Exercise
Repeat exactly, and only, the lines from the one holding "Query: Where is the hooded raincoat?" through the last line of the records below.

Dataset records

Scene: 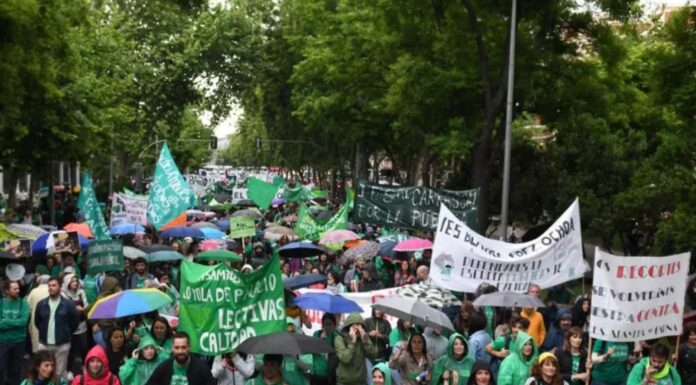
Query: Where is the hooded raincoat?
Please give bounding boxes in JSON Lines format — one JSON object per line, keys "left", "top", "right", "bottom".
{"left": 373, "top": 362, "right": 393, "bottom": 385}
{"left": 431, "top": 333, "right": 476, "bottom": 385}
{"left": 335, "top": 313, "right": 378, "bottom": 385}
{"left": 118, "top": 335, "right": 169, "bottom": 385}
{"left": 72, "top": 345, "right": 121, "bottom": 385}
{"left": 497, "top": 332, "right": 539, "bottom": 385}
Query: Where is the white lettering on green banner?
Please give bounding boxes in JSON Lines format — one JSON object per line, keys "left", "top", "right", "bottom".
{"left": 147, "top": 143, "right": 196, "bottom": 229}
{"left": 77, "top": 171, "right": 111, "bottom": 240}
{"left": 179, "top": 255, "right": 286, "bottom": 355}
{"left": 87, "top": 239, "right": 123, "bottom": 275}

Output
Query: Where is the hooded raincoat?
Please give bounding boxes in JSON Lines format — one JSON object per line, keys "left", "top", "right", "bottom".
{"left": 373, "top": 362, "right": 393, "bottom": 385}
{"left": 431, "top": 333, "right": 476, "bottom": 385}
{"left": 335, "top": 313, "right": 378, "bottom": 385}
{"left": 118, "top": 335, "right": 169, "bottom": 385}
{"left": 72, "top": 345, "right": 121, "bottom": 385}
{"left": 497, "top": 332, "right": 539, "bottom": 385}
Query: Where is the white lettering on green banner?
Please give bounding boxes in JSON Lines format — one JSON object per line, keys "left", "top", "right", "bottom".
{"left": 147, "top": 143, "right": 196, "bottom": 229}
{"left": 77, "top": 171, "right": 111, "bottom": 240}
{"left": 179, "top": 255, "right": 286, "bottom": 355}
{"left": 87, "top": 239, "right": 123, "bottom": 275}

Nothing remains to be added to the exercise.